Quoted text.
******
LISA: You should hear me do that song. You know what? I'll just sing it for you a capella right now. That way you'll hear what I mean.

--Pretentious--

LISA: I mean, I just don't see how you can be a woman and not understand that the preeminent theatrical event of our time was A Streetcar Named Desire.

Like I said, everyone else I know exhibits those qualities too.

It's the fact that she's not aware she's any of those things. I know I do something tool-ish at least once an hour, and most of my friends revel in their cockiness. Lisa, on the other hand, likes to put on false humility when really you can see it in her eyes that she thinks she's better than everyone else. It's hard to be in a room with her where someone's telling a story without sensing how uncomfortable she is that nobody's paying attention to her.

And she's gone to some extreme lengths to get that attention.

LISA: Look, I don't want anyone's pity, but I just need you all to know that my Mom's cousin had two seizures yesterday and I'm just really upset about it.
ME: Lisa, have you ever met your Mom's cousin?
LISA: Like, once, I think. But I mean, a tragedy is a tragedy, even from afar. I think O'Neill said that.

See what I mean?

CARLY: I think O'Neill also said, "That bitch is crazy."
ME: She just sucks the energy out of you. It's like she's an energy vampire.
CARLY: Do I even have to say it?
ME: I know, Die Vampire Die. But this is Lisa! I've known her for years!
CARLY: Because you've had to know her for years. Now you don't have to.
ME: It's not like she can help being the way she is.
CARLY: Exactly. If there was any hope of her changing, I'd say stick it out and maybe she'll stop being a soul-crushing idiot, but since she's been this way forever, there's no point in waiting it out.
ME: I still feel bad.
CARLY: God, you sound like an abused husband still defending his wife.
ME: Lisa has hit me accidentally before--she was swatting at a fly and slapped me across the face.
CARLY: Yup, keep telling yourself that, Norma Lou.

I knew cutting ties with Lisa was going to be awful. She's prone to theatrics. And since I couldn't tell her the real reasons I wouldn't be talking to her anymore, but I didn't want to lie, I'd have to find some brilliant way to get my point across.

BETH: Fake amnesia.
ME: Remember me saying I can't lie?
BETH: Then you're screwed.
ME: Can you come with me?
BETH: No chance in hell.
ME: You're supposed to be her friend too!
BETH: As a show of solidarity with you, I'm cutting Lisa out of my life as well. Carly and Adam are doing the same.
******
Description of the task.
Carry on the account of cutting ties with Lisa, beginning right after its final line. The listing that comes next is separate material, unrelated to the account of cutting ties with Lisa.

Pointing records
******
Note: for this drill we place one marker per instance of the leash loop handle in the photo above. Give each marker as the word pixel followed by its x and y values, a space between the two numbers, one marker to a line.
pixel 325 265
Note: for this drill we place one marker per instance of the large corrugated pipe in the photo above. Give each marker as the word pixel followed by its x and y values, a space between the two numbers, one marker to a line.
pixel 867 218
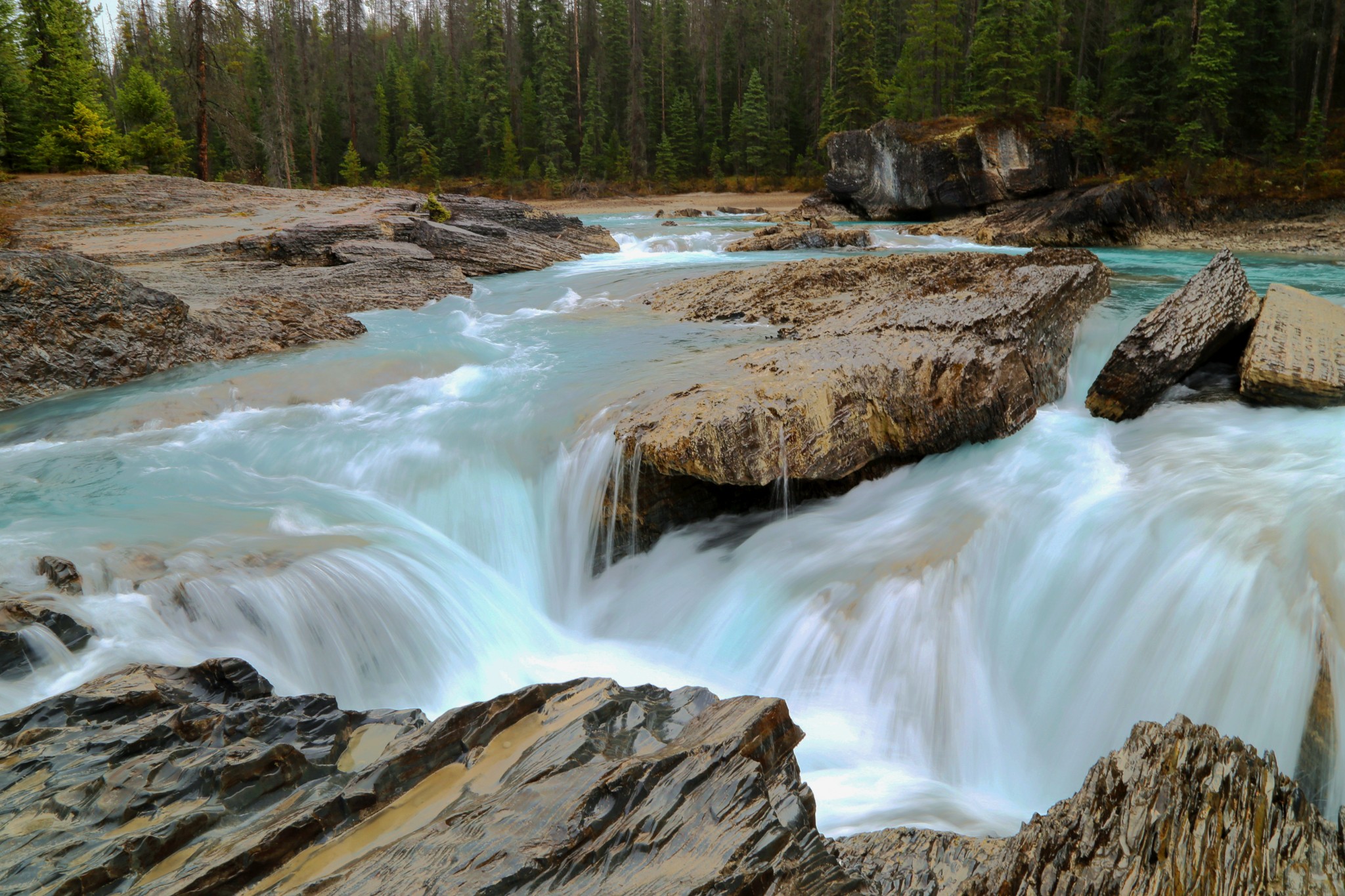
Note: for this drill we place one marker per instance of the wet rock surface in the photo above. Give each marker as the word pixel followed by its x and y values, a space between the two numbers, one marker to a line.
pixel 194 781
pixel 899 171
pixel 1178 811
pixel 159 779
pixel 877 360
pixel 816 234
pixel 1212 313
pixel 214 272
pixel 1297 351
pixel 1118 214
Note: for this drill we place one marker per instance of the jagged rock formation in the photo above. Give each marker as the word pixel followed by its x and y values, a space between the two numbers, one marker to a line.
pixel 900 171
pixel 880 362
pixel 1107 215
pixel 167 781
pixel 1178 811
pixel 816 234
pixel 234 270
pixel 1210 314
pixel 1297 351
pixel 202 781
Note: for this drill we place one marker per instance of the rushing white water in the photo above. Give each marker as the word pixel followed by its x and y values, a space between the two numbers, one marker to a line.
pixel 409 519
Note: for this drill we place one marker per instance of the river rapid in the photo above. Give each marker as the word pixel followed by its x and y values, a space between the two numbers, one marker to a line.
pixel 409 521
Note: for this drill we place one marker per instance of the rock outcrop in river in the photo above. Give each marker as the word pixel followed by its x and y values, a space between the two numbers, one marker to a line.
pixel 900 171
pixel 1211 313
pixel 877 362
pixel 159 779
pixel 208 272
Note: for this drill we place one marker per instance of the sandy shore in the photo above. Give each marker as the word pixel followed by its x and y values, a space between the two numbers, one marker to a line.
pixel 704 200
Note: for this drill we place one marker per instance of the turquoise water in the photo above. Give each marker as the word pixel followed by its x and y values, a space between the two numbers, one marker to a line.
pixel 409 519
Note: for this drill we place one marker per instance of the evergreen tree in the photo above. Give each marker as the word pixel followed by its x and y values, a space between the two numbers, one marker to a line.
pixel 146 113
pixel 857 79
pixel 553 91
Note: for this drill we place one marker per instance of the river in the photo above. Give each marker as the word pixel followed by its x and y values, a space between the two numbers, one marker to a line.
pixel 409 521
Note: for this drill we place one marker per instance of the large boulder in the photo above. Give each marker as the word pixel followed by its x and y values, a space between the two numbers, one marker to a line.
pixel 1297 351
pixel 899 169
pixel 880 360
pixel 1178 811
pixel 1212 313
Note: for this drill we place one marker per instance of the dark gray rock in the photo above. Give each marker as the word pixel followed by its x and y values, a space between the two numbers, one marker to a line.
pixel 1212 313
pixel 61 572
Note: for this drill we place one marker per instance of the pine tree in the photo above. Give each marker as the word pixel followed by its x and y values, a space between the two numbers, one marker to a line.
pixel 1208 83
pixel 351 168
pixel 857 79
pixel 682 133
pixel 553 81
pixel 1006 60
pixel 757 127
pixel 491 92
pixel 146 113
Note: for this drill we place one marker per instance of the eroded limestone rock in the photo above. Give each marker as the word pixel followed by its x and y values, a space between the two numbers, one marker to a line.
pixel 816 234
pixel 1297 351
pixel 1178 811
pixel 880 360
pixel 1212 313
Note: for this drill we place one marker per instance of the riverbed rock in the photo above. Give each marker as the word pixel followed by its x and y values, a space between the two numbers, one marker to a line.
pixel 61 572
pixel 817 234
pixel 202 779
pixel 1212 313
pixel 899 171
pixel 1297 351
pixel 1119 214
pixel 877 360
pixel 1178 809
pixel 18 654
pixel 160 779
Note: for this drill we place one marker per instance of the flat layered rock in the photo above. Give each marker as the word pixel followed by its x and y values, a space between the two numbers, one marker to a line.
pixel 202 779
pixel 1297 351
pixel 879 360
pixel 1178 811
pixel 174 781
pixel 1211 313
pixel 818 234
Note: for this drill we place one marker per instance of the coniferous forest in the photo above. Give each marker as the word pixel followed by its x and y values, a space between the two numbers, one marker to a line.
pixel 654 92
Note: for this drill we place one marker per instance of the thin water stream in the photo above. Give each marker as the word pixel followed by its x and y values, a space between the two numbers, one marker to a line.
pixel 409 519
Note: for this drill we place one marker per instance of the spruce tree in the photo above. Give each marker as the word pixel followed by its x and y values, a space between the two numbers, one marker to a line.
pixel 857 78
pixel 553 91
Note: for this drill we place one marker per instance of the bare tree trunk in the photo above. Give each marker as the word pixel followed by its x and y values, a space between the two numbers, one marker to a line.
pixel 202 117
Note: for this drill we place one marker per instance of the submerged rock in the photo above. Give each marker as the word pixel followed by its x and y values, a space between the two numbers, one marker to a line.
pixel 818 234
pixel 1297 351
pixel 160 779
pixel 900 169
pixel 880 360
pixel 18 654
pixel 61 572
pixel 1212 313
pixel 1178 811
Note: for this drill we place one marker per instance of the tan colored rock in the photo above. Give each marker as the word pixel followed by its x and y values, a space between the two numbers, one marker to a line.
pixel 1297 351
pixel 1178 811
pixel 880 360
pixel 817 234
pixel 1211 313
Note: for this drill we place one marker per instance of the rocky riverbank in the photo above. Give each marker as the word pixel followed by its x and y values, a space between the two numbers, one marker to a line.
pixel 114 277
pixel 159 779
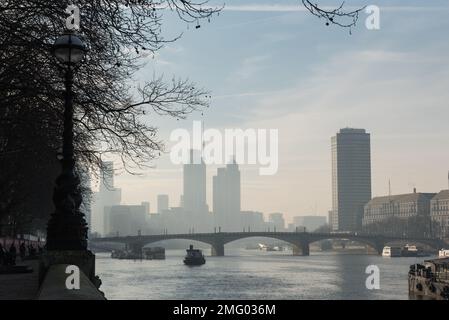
******
Written response.
ME: You can't do that! We can't all stop being friends with her! She'll be devastated!
BETH: If you can do it, why can't we?
ME: Because I thought of it first and I have a witty blog that needs material?
BETH: Nice try, Dear Abby.

I wish people would stop calling me lady names.

Dinner with Lisa was in a few hours, and I still couldn't figure out how I was going to get rid of her with all the grace and poise I'm noted for...

I needed to go to somebody who could supply me with sage wisdom. Unfortunately, Yoda was out of town, so I asked my brother, Danny.

DANNY: Does it really bother you that much to have her in your life, or is it simply an annoyance?
ME: She makes me want to rip off my own skin and kick myself in the head.
DANNY: So that would be...?
ME: An annoyance.
DANNY: So put up with it. Life isn't supposed to be one cakewalk after another.
ME: I'm sorry, but you're seventeen and you just used the word 'cakewalk'--
DANNY: Whether or not she shows it, I'm sure you being in her life means a lot to her, probably more than having her in your life irritates you.

Leave it to my brother to make me feel guilty.

ME: You missed out on a great career as an Italian mother, Danny.
DANNY: Shut up and eat.

See what I mean?

I had dinner with Lisa. It was excruciating, as usual, but maybe that's me being dramatic. At the end of the meal we hugged, and promised to hang out again the next time she's in town.

It's fair to say I shouldn't have to put up with anybody I don't want to, but then again, that's life, isn't it?

Maybe Danny's right. Maybe, despite the difficulty I have in finding it, I bring Lisa some small bit of joy. And a small bit of joy can be worth a lot of aggravation.

So I guess that means I'm going against my horoscope for the day. Nobody gets erased.

ADAM: You're a wimp.

...Then again...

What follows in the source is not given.